_Work to complete_
Print each line of the listing once more, precisely as given.

(Extracted records)
+===+

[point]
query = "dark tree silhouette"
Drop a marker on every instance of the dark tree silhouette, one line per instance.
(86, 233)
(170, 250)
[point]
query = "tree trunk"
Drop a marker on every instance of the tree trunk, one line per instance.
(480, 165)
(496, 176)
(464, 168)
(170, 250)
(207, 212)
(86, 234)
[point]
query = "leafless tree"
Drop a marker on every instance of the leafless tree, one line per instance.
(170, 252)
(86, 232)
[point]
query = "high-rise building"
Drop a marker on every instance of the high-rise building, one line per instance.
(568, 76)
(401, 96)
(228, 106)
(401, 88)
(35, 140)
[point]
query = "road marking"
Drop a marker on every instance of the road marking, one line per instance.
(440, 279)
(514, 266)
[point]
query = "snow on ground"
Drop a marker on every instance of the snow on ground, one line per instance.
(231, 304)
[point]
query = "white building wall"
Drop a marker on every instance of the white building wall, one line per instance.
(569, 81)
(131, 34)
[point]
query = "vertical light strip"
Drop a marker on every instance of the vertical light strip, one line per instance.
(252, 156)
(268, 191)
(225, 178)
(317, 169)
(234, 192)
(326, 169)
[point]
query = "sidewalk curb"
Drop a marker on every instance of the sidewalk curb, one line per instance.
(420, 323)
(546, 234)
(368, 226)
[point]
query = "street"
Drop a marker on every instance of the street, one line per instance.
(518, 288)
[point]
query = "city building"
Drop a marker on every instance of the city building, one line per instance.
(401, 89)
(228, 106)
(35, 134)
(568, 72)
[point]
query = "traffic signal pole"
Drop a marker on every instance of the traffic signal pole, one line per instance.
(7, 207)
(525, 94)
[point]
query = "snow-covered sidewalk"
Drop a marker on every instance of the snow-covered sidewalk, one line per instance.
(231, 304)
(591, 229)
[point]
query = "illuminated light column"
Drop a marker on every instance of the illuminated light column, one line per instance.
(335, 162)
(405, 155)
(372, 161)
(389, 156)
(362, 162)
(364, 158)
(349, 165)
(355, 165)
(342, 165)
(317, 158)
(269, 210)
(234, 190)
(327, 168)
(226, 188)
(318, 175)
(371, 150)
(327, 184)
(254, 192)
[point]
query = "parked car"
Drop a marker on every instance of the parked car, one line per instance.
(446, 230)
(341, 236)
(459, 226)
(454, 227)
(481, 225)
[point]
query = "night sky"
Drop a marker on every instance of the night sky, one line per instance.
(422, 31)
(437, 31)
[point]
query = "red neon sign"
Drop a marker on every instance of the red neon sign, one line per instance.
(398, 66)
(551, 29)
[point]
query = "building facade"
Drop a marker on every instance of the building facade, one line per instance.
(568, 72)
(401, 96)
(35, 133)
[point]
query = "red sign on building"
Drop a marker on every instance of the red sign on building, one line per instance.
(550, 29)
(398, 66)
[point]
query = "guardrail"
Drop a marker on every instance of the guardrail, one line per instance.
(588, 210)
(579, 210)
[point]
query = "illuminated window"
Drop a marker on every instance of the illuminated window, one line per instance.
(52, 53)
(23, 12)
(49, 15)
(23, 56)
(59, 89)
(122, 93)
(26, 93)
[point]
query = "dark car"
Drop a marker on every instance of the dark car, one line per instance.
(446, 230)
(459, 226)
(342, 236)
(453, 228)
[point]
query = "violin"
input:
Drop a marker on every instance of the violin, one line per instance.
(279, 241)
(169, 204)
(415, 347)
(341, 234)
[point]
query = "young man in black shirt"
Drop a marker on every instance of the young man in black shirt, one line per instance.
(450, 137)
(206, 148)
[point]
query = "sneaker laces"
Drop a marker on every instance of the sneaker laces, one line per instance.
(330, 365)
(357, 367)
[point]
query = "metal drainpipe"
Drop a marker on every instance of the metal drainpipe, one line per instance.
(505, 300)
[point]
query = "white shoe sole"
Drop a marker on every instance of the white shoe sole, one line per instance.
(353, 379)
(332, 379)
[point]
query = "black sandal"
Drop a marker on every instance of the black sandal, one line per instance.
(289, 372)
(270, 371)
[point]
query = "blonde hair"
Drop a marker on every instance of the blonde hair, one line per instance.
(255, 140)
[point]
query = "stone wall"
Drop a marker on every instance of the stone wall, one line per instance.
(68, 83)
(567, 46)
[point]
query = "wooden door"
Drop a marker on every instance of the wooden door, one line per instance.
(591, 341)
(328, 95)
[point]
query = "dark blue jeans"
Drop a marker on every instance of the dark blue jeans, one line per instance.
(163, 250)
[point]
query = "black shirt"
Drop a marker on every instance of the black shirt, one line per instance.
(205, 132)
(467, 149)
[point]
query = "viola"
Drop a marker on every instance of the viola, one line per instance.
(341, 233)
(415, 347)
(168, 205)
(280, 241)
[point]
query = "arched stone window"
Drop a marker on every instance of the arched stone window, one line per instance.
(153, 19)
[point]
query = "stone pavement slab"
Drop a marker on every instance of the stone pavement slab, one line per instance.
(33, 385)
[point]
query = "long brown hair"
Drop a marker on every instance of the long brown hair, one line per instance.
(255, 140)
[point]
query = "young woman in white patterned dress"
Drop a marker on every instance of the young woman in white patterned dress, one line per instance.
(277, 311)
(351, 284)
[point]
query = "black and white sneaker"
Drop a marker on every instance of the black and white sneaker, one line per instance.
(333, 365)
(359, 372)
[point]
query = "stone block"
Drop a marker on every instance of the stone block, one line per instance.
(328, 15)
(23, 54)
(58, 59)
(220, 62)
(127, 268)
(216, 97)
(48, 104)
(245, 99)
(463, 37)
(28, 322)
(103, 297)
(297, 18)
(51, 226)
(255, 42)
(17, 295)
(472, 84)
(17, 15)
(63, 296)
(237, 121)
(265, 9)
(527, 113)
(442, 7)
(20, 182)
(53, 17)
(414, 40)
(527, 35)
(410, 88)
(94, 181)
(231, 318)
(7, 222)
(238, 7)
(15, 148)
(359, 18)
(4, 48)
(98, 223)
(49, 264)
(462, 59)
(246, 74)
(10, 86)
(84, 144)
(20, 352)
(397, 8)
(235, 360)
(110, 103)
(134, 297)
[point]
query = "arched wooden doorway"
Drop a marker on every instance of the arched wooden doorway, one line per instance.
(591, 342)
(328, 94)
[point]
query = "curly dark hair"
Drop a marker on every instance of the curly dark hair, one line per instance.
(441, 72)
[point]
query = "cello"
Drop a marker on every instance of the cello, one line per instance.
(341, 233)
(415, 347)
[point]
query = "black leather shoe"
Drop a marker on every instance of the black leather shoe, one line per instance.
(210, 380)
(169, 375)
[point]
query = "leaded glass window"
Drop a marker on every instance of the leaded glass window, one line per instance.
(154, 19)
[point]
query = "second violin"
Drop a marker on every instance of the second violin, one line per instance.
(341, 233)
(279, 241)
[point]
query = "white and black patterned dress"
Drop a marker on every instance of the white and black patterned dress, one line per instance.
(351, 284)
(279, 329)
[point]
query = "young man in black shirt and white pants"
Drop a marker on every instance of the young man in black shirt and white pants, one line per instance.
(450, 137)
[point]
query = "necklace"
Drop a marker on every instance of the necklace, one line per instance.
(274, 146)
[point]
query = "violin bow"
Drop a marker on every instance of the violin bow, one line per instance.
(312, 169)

+===+

_Reply to the exercise_
[point]
query = "dark tree silhouette"
Drop a marker on every instance of the dark tree silhouette, one line per instance.
(86, 233)
(170, 250)
[point]
query = "tree trunk"
Drop a marker on every instance of the tree trunk, one line per instance.
(480, 165)
(496, 176)
(464, 168)
(170, 250)
(207, 212)
(86, 234)
[point]
query = "leafless tree"
Drop a marker on every instance of the leafless tree, one line per instance.
(170, 252)
(86, 232)
[point]
query = "high-rise building"
Drop a marker on every instance of the high-rise building, one line per instance.
(568, 76)
(401, 96)
(228, 106)
(401, 88)
(35, 140)
[point]
query = "road marking"
Drop a marker on every instance of the road marking, one line per instance.
(440, 279)
(514, 266)
[point]
query = "snow on ground"
Drop a marker on every instance of the snow on ground, one line per instance.
(231, 304)
[point]
query = "white building wall"
Drop a marker on every instance of the white building wall, one line per instance.
(569, 81)
(131, 34)
[point]
query = "vertical light strip"
Drop a marker on every instance of the vertical light strip, one line per instance.
(252, 156)
(268, 191)
(225, 178)
(317, 169)
(234, 192)
(326, 169)
[point]
query = "sidewalk curb"
Drop a marker on every instance of the sidewalk curb, one line per instance.
(420, 323)
(546, 234)
(368, 226)
[point]
query = "street"
Drop a marker on every instance of the street, one line per instance.
(518, 288)
[point]
query = "city building"
Drop a marker on every instance of the city building, one line per instance.
(401, 89)
(228, 106)
(35, 134)
(568, 72)
[point]
query = "traffic signal pole"
Drop a marker on every instance of the traffic signal pole, one line per instance.
(7, 207)
(525, 94)
[point]
query = "snow-covered sidewalk"
Drop a marker on every instance of the snow-covered sidewalk, one line per instance.
(231, 304)
(591, 229)
[point]
query = "illuminated light column"
Drop a marker on every instance of the illuminated light column, one line per instance.
(335, 162)
(405, 155)
(372, 161)
(389, 156)
(362, 162)
(364, 158)
(349, 165)
(355, 165)
(342, 165)
(317, 158)
(269, 210)
(234, 190)
(327, 168)
(226, 188)
(318, 175)
(371, 150)
(327, 184)
(254, 192)
[point]
query = "parked car"
Drop a marker on every instance of the parked car, one line per instance.
(446, 230)
(341, 236)
(459, 226)
(454, 227)
(481, 225)
[point]
query = "night sky"
Drop a marker on every instance of the night sky, one line per instance.
(422, 31)
(437, 31)
[point]
query = "red neon sign"
Drop a marker on every instance of the red neon sign, one line per instance.
(398, 66)
(551, 29)
[point]
query = "building facade"
Drop a marker on every instance of the building facade, one line per instance.
(568, 72)
(401, 96)
(35, 133)
[point]
query = "red sign on building"
Drop a marker on every instance of the red sign on building, one line per instance.
(550, 29)
(398, 66)
[point]
query = "guardrail"
Drop a marker on every instance of the guardrail, one line per instance.
(588, 210)
(579, 210)
[point]
query = "illuminated window"
Drop a marker on every instance of the illuminated window, one line per instance.
(52, 53)
(23, 12)
(49, 15)
(23, 56)
(59, 89)
(122, 93)
(26, 93)
[point]
query = "dark car"
Drop a marker on every instance of the dark car, one line per instance.
(446, 230)
(459, 226)
(342, 236)
(453, 228)
[point]
query = "violin"
input:
Drop a marker on every instance of the violin, one line per instance.
(279, 241)
(169, 204)
(415, 347)
(341, 234)
[point]
query = "young man in black shirt"
Drop a marker on every instance of the young man in black shirt, one line per instance.
(450, 137)
(206, 148)
[point]
query = "sneaker laces"
Drop a marker on every instance of the sneaker laces, one line per instance.
(330, 365)
(357, 367)
[point]
query = "metal drainpipe"
Drop a marker on every instance of the metal drainpipe, one line per instance.
(505, 300)
[point]
query = "white shoe sole"
Drop a marker on every instance of the white shoe sole, one line per instance.
(353, 379)
(332, 379)
[point]
query = "black sandal"
Drop a marker on every instance of the black sandal, one line per instance.
(289, 372)
(270, 371)
[point]
query = "blonde hair"
Drop a marker on every instance of the blonde hair, one line per instance.
(255, 140)
[point]
query = "stone wall"
Drop a marker on every instance of the stone wall, one line per instance.
(68, 83)
(567, 46)
[point]
query = "wooden door"
Drop a marker on every instance of the wooden door, one line per instance.
(591, 341)
(328, 95)
[point]
query = "dark blue jeans"
Drop a marker on every instance of the dark blue jeans, one line per instance.
(163, 250)
[point]
query = "black shirt"
Drop a marker on every instance of the black shirt, one line per instance.
(205, 132)
(467, 149)
[point]
query = "viola"
Drop a marker on every instance of the viola, one line per instance.
(341, 233)
(415, 347)
(168, 205)
(280, 241)
[point]
query = "arched stone window"
Drop a marker on every instance of the arched stone window, one line per instance.
(153, 19)
[point]
query = "stone pavement slab"
Drop a marker on every instance of the stone pavement slab, one line per instance.
(33, 385)
[point]
query = "long brown hair"
Drop a marker on every instance of the long brown hair, one line per instance.
(255, 140)
[point]
query = "young woman in white patterned dress"
Drop a marker on every instance of the young woman in white patterned dress, one line per instance.
(277, 311)
(351, 284)
[point]
query = "black and white sneaker"
Drop a marker on every instance of the black and white sneaker, one line per instance.
(333, 365)
(359, 372)
[point]
query = "stone block"
Drop a marker on every instance of the stone block, one line per instance.
(328, 15)
(23, 54)
(58, 59)
(220, 62)
(127, 268)
(216, 97)
(48, 104)
(245, 99)
(463, 37)
(28, 322)
(103, 297)
(297, 18)
(51, 226)
(255, 42)
(17, 295)
(472, 84)
(17, 15)
(63, 296)
(237, 121)
(265, 9)
(527, 113)
(442, 7)
(20, 182)
(53, 17)
(414, 40)
(527, 35)
(410, 88)
(94, 181)
(231, 318)
(7, 222)
(238, 7)
(15, 148)
(359, 18)
(4, 48)
(98, 223)
(49, 264)
(462, 59)
(246, 74)
(10, 86)
(84, 144)
(20, 352)
(397, 8)
(235, 360)
(110, 103)
(134, 297)
[point]
query = "arched wooden doorway"
Drop a marker on every instance of the arched wooden doorway, one line per instance.
(591, 342)
(328, 94)
[point]
query = "curly dark hair"
Drop a marker on every instance of the curly dark hair, one line per instance.
(441, 72)
[point]
query = "cello"
Drop a marker on every instance of the cello, one line per instance.
(341, 233)
(415, 347)
[point]
query = "black leather shoe"
Drop a marker on every instance of the black leather shoe, one line per instance.
(210, 380)
(169, 375)
[point]
query = "leaded glass window"
Drop a marker on every instance of the leaded glass window, one line per instance.
(154, 19)
[point]
query = "second violin"
Drop a marker on every instance of the second violin, one line per instance.
(341, 233)
(279, 241)
[point]
query = "white and black patterned dress"
Drop a marker on every instance of the white and black patterned dress, one line per instance.
(351, 284)
(279, 329)
[point]
query = "young man in black shirt and white pants"
Drop a marker on every instance of the young man in black shirt and white pants, one line per instance.
(450, 137)
[point]
query = "necklace"
Drop a marker on every instance of the necklace, one line per instance.
(274, 146)
[point]
query = "violin bow"
Drop a marker on every instance of the violin bow, one line per instance.
(312, 169)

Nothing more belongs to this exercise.